» **What is required**
What is needed is a verbatim copy of the data, minus the pictures.

Data records Block Start

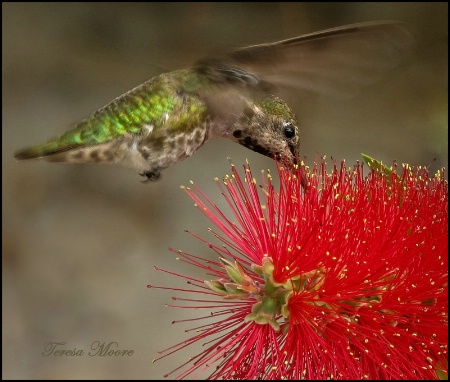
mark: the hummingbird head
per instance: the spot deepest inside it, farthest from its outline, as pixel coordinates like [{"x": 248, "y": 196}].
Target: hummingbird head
[{"x": 269, "y": 127}]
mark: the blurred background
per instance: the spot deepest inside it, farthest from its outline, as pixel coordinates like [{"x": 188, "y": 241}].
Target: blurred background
[{"x": 80, "y": 241}]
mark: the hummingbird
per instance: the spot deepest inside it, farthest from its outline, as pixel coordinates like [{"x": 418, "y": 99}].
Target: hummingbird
[{"x": 237, "y": 96}]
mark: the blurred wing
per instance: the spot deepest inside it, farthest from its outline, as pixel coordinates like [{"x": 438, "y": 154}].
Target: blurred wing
[{"x": 333, "y": 62}]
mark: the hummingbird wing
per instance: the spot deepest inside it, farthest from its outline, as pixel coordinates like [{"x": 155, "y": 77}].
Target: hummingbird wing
[{"x": 332, "y": 62}]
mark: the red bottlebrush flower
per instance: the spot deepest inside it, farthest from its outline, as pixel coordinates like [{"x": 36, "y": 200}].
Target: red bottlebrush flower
[{"x": 336, "y": 275}]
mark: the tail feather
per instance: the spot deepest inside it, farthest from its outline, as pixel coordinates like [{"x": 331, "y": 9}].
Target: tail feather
[{"x": 43, "y": 151}]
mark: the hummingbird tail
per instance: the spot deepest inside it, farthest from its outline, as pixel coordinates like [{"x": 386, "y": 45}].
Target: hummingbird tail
[
  {"x": 53, "y": 151},
  {"x": 45, "y": 150}
]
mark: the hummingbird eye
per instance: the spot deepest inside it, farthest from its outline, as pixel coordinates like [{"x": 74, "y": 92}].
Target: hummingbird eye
[{"x": 289, "y": 130}]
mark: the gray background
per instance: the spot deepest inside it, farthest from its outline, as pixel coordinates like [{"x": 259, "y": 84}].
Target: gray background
[{"x": 80, "y": 241}]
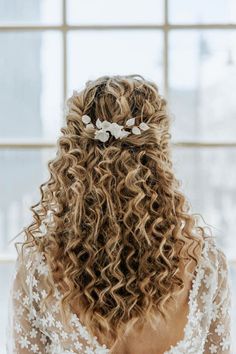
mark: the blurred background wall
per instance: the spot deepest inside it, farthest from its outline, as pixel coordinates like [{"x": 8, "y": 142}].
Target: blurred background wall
[{"x": 50, "y": 47}]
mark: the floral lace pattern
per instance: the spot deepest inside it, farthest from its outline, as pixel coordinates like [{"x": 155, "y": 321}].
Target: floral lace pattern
[{"x": 38, "y": 328}]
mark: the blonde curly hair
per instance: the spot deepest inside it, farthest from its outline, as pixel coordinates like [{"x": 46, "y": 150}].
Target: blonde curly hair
[{"x": 119, "y": 228}]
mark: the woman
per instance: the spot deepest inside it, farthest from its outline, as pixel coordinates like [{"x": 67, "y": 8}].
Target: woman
[{"x": 113, "y": 261}]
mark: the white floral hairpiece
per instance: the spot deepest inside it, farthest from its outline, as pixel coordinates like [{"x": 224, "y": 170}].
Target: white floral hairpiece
[{"x": 115, "y": 129}]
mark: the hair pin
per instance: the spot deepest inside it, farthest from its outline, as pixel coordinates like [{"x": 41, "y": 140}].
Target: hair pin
[{"x": 103, "y": 128}]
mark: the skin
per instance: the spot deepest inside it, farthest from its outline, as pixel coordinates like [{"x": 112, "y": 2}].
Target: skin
[{"x": 149, "y": 341}]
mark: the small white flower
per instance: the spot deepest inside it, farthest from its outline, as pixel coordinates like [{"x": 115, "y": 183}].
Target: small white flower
[
  {"x": 213, "y": 348},
  {"x": 86, "y": 119},
  {"x": 136, "y": 131},
  {"x": 143, "y": 126},
  {"x": 123, "y": 134},
  {"x": 106, "y": 125},
  {"x": 35, "y": 348},
  {"x": 115, "y": 129},
  {"x": 24, "y": 343},
  {"x": 102, "y": 135},
  {"x": 98, "y": 124},
  {"x": 90, "y": 125},
  {"x": 220, "y": 329},
  {"x": 130, "y": 122}
]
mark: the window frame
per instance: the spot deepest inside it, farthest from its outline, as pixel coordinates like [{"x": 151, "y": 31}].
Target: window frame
[{"x": 166, "y": 27}]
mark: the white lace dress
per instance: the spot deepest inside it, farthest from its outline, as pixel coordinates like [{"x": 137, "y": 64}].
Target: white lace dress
[{"x": 207, "y": 330}]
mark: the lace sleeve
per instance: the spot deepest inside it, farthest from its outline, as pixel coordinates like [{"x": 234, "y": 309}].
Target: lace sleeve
[
  {"x": 219, "y": 336},
  {"x": 23, "y": 333}
]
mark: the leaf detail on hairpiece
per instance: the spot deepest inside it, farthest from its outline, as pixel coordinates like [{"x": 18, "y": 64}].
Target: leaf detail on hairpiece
[
  {"x": 136, "y": 131},
  {"x": 86, "y": 119},
  {"x": 98, "y": 123},
  {"x": 124, "y": 133},
  {"x": 102, "y": 135},
  {"x": 143, "y": 126},
  {"x": 130, "y": 122}
]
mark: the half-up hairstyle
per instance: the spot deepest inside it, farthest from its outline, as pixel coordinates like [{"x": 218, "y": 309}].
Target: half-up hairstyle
[{"x": 119, "y": 228}]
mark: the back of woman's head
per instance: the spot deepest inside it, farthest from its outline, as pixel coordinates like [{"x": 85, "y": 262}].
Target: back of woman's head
[{"x": 116, "y": 225}]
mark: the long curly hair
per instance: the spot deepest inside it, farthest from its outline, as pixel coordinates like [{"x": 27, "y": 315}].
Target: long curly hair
[{"x": 117, "y": 227}]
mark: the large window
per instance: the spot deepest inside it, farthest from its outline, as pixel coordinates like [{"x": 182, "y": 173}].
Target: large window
[{"x": 50, "y": 47}]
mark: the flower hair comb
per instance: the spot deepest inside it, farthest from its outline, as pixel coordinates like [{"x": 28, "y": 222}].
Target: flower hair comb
[{"x": 103, "y": 128}]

Data records Block End

» **Response area**
mark: the hummingbird head
per instance: the spot deepest inside it, farthest from its outline, as pixel coordinates like [{"x": 248, "y": 196}].
Target: hummingbird head
[{"x": 269, "y": 127}]
mark: the blurred background
per instance: the spot deepest inside it, farthest from its outline, as pixel coordinates like [{"x": 188, "y": 241}].
Target: blurred background
[{"x": 80, "y": 241}]
mark: the hummingbird
per instance: the spot deepest inside it, farthest from its outline, as pixel coordinates like [{"x": 418, "y": 99}].
Target: hummingbird
[{"x": 237, "y": 96}]
mark: the blurred wing
per instance: the spot deepest inside it, farthest from its outline, as pixel coordinates like [{"x": 438, "y": 154}].
Target: blurred wing
[{"x": 333, "y": 62}]
mark: the hummingbird wing
per instance: the spot deepest inside it, farthest from its outline, as pixel coordinates like [{"x": 155, "y": 77}].
Target: hummingbird wing
[{"x": 332, "y": 62}]
mark: the red bottlebrush flower
per instance: the spot deepest inside it, farthest from its outline, as pixel coordinates like [{"x": 36, "y": 200}].
Target: red bottlebrush flower
[{"x": 336, "y": 275}]
mark: the tail feather
per instance: the spot deepest inside it, farthest from its outline, as pixel coordinates like [{"x": 331, "y": 9}].
Target: tail feather
[{"x": 43, "y": 151}]
mark: the hummingbird tail
per instance: the spot deepest inside it, farthest from its outline, as pixel coordinates like [{"x": 386, "y": 45}].
Target: hummingbird tail
[
  {"x": 53, "y": 151},
  {"x": 45, "y": 150}
]
mark: the hummingbird eye
per instance: the spot deepest inside it, farthest from its outline, as pixel coordinates like [{"x": 74, "y": 92}].
Target: hummingbird eye
[{"x": 289, "y": 130}]
mark: the gray background
per instance: the spot deepest inside it, farthest from its outline, as pixel coordinates like [{"x": 259, "y": 84}].
Target: gray background
[{"x": 80, "y": 241}]
mark: the blurred background wall
per instance: the spot deepest inside it, farthest from its outline, as pixel coordinates like [{"x": 8, "y": 142}].
Target: blurred background wall
[{"x": 50, "y": 47}]
mark: the floral lace pattern
per instance: the spot deepest inside it, farthest from its outline, as pixel coordinates like [{"x": 155, "y": 321}].
Target: floral lace pattern
[{"x": 38, "y": 328}]
mark: the blonde curly hair
per instance: the spot deepest inside it, farthest from its outline, as pixel coordinates like [{"x": 46, "y": 150}].
Target: blonde curly hair
[{"x": 119, "y": 228}]
mark: the woman
per instance: the spot deepest inside it, farthest from its outline, as pixel coordinates like [{"x": 67, "y": 8}].
Target: woman
[{"x": 113, "y": 261}]
mark: the white floral hairpiece
per instance: the spot deepest inside it, farthest from its outline, as pixel coordinates like [{"x": 224, "y": 170}].
Target: white floral hairpiece
[{"x": 115, "y": 129}]
mark: the hair pin
per instance: the spot deepest inside it, farthest from its outline, as pixel coordinates like [{"x": 41, "y": 140}].
Target: hair pin
[{"x": 103, "y": 128}]
mark: the skin
per instance: the spot deepest inside it, farthest from its outline, as pixel coordinates like [{"x": 112, "y": 2}].
Target: skin
[{"x": 149, "y": 341}]
mark: the small white flower
per instance: the spot deepest inside it, farthest from its outline, as pixel coordinates like [{"x": 115, "y": 183}].
Target: small white flower
[
  {"x": 213, "y": 348},
  {"x": 86, "y": 119},
  {"x": 136, "y": 131},
  {"x": 143, "y": 126},
  {"x": 123, "y": 134},
  {"x": 106, "y": 125},
  {"x": 35, "y": 348},
  {"x": 115, "y": 129},
  {"x": 24, "y": 343},
  {"x": 102, "y": 135},
  {"x": 98, "y": 124},
  {"x": 90, "y": 125},
  {"x": 220, "y": 329},
  {"x": 130, "y": 122}
]
mark: the window frame
per instance: the spot deepest inside it, farthest from its outline, as pixel coordinates like [{"x": 151, "y": 31}].
Target: window frame
[{"x": 166, "y": 27}]
mark: the white lace dress
per instance: the spot deepest inside it, farthest from its outline, as pixel coordinates like [{"x": 137, "y": 64}].
Target: white lace dress
[{"x": 207, "y": 330}]
mark: the lace sleeve
per instance: the spot deepest inside it, farthest from its outline, as pixel coordinates like [{"x": 234, "y": 309}].
Target: lace sleeve
[
  {"x": 219, "y": 336},
  {"x": 23, "y": 333}
]
mark: the leaf detail on hairpiece
per instance: the spot deepest inside it, farthest from its outline, as pixel coordinates like [{"x": 18, "y": 64}].
Target: leaf detail on hairpiece
[
  {"x": 136, "y": 131},
  {"x": 86, "y": 119},
  {"x": 98, "y": 123},
  {"x": 124, "y": 133},
  {"x": 102, "y": 135},
  {"x": 143, "y": 126},
  {"x": 130, "y": 122}
]
mark: the half-up hairstyle
per instance: the spot deepest inside it, farthest from its outline, as pixel coordinates like [{"x": 218, "y": 309}].
Target: half-up hairstyle
[{"x": 119, "y": 228}]
mark: the back of woman's head
per instance: the spot deepest inside it, farthest from its outline, as pixel coordinates like [{"x": 85, "y": 262}].
Target: back of woman's head
[{"x": 116, "y": 225}]
mark: the long curly hair
per instance: the spot deepest inside it, farthest from its outline, as pixel coordinates like [{"x": 27, "y": 315}].
Target: long curly hair
[{"x": 117, "y": 227}]
mark: the large window
per instance: the spot deepest inside it, farthest from its outline, as pixel coordinates like [{"x": 182, "y": 173}].
Target: large window
[{"x": 50, "y": 47}]
mark: the flower hair comb
per instance: the spot deepest inside it, farthest from its outline, as pixel coordinates like [{"x": 28, "y": 222}].
Target: flower hair comb
[{"x": 103, "y": 128}]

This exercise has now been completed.